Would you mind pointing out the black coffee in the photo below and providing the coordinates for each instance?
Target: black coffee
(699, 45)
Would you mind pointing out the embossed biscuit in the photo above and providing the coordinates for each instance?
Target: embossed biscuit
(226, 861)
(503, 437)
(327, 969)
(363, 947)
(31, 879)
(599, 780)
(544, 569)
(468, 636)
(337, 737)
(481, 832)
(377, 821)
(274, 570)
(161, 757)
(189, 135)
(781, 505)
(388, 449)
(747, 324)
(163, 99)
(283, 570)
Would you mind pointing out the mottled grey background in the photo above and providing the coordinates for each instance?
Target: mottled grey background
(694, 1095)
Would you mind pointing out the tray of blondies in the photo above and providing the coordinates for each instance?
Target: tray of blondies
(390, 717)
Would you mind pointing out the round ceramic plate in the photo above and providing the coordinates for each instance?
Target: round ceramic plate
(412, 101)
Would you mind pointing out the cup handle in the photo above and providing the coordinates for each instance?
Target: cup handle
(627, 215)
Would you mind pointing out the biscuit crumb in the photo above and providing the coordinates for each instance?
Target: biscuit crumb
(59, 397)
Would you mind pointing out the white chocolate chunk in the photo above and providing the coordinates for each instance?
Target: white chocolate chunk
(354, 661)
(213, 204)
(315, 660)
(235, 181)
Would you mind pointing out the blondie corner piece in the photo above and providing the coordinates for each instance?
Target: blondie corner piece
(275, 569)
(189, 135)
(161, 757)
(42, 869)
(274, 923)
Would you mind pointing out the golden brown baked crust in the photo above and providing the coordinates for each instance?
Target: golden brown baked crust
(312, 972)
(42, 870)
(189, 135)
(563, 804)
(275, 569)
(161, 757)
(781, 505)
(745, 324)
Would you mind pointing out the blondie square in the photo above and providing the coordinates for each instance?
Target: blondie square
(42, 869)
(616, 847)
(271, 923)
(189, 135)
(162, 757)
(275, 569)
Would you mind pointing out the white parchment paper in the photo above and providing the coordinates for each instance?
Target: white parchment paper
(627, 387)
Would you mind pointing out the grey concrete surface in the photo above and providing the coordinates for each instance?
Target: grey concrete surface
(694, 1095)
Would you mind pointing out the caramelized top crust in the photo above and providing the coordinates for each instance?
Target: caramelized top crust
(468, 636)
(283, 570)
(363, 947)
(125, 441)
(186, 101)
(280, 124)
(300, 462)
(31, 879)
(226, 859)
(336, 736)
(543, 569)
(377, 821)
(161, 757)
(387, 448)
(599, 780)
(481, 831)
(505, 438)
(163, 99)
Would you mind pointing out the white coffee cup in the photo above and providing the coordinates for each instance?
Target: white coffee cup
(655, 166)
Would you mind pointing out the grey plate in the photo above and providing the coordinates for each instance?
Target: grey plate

*****

## ACTIVITY
Restate, please, word for word the span of records running from the first line to the line bearing "Would you mind pointing out the embossed", both included, and nothing outside it.

## RESULT OF THE EXERCISE
Would you mind pointing out the black coffee in the photo below and providing the coordinates for each instance?
Target: black coffee
(699, 45)
Would you mind pointing out the embossed biscuit in the photo above and providing the coordinates for each instance?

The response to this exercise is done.